_ЦЕЛЬ ЗАДАНИЯ_
Определите, соответствуют ли тексту о ненецкой кочевой культуре утверждения (a), (b) и (c). Ответьте «да» или «нет» и приведите дословно решающие слова текста.
(a) Зимой тундровые кочевья собираются в южной тундре и лесотундре.
(b) У малооленных хозяйств полный оборот стойбище – кочевье – стойбище занимает три дня.
(c) Зимой ритм кочевья ускоряется.

_ФРАГМЕНТ ТЕКСТА_
┌────────
Вся ненецкая культура – кочевой трансформер, перемещающийся в слитном пространстве-времени. Изменчивость в различных ритмах и измерениях, в состояниях динамики и статики – не только способность, но и заданность кочевого движения. В годичном цикле трансформация состоит в смене конфигурации тундровых кочевий от лета к зиме (зимой они сосредоточены в южной тундре и лесотундре, летом – рассредоточены по просторам тундры с захватом ее северных и приморских окраин). В точке перехода от лета к зиме, называемой по («дверь»; так же обозначается и весь год), происходит замена летнего снаряжения на зимнее; тем самым кочевье полностью переодевается и переоснащается. В повседневности самым очевидным выражением трансформера является превращение кочевья в стойбище и наоборот. Если оленеводческое хозяйство совершает до 120 перекочевок в год (как это делают, например, самые «дальнобойные» северные ярсалинские бригады), то усредненный ритм этой трансформации равен двум долям стойбища и одной доле кочевья (два дня остановки, один день перекочевки), а полный пространственно-временной оборот стойбище – кочевье – стойбище составляет три дня. У малооленных и краткомаршрутных хозяйств этот ритм может составлять 5–7 дней. Кроме того, зимой ритм значительно (на порядок) замедлен – на это время приходится своего рода «сон кочевья». Стадо оленей – тоже своего рода трансформер, поскольку, пульсируя по численности и составу в цикле прихода (приплода) и расхода, «природа оленя» преобразуется в «культуру ненца».
└────────
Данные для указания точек
┌────────
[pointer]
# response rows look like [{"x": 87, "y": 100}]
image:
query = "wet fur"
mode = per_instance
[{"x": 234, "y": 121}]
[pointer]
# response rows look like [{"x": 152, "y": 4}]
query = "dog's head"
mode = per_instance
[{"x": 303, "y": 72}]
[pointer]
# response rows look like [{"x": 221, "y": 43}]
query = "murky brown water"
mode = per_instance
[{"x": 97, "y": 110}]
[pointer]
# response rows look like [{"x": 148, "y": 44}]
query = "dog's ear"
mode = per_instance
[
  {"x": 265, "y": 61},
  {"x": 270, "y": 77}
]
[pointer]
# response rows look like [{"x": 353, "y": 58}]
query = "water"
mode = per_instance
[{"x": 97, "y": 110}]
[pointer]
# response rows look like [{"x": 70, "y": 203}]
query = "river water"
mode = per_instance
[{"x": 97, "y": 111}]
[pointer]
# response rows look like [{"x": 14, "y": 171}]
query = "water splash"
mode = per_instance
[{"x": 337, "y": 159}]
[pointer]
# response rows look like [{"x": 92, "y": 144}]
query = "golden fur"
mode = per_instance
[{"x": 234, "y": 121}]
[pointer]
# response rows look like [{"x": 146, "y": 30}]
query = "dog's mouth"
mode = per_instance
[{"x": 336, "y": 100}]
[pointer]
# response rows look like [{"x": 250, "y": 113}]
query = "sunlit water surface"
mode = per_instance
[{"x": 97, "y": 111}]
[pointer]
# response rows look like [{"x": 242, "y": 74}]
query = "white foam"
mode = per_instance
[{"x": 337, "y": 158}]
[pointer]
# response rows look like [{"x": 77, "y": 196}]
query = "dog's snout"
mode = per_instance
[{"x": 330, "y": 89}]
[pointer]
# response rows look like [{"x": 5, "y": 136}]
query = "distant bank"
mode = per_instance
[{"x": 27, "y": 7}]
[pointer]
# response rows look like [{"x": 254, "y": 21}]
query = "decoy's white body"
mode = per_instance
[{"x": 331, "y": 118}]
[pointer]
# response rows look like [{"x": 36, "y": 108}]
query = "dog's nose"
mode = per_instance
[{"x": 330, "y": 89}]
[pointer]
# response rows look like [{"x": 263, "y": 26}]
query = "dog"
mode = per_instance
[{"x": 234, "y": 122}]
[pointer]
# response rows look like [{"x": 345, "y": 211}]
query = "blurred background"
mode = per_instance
└────────
_ОТВЕТ_
(a) Да: «зимой они сосредоточены в южной тундре и лесотундре».
(b) Нет: «У малооленных и краткомаршрутных хозяйств этот ритм может составлять 5–7 дней».
(c) Нет: «зимой ритм значительно (на порядок) замедлен».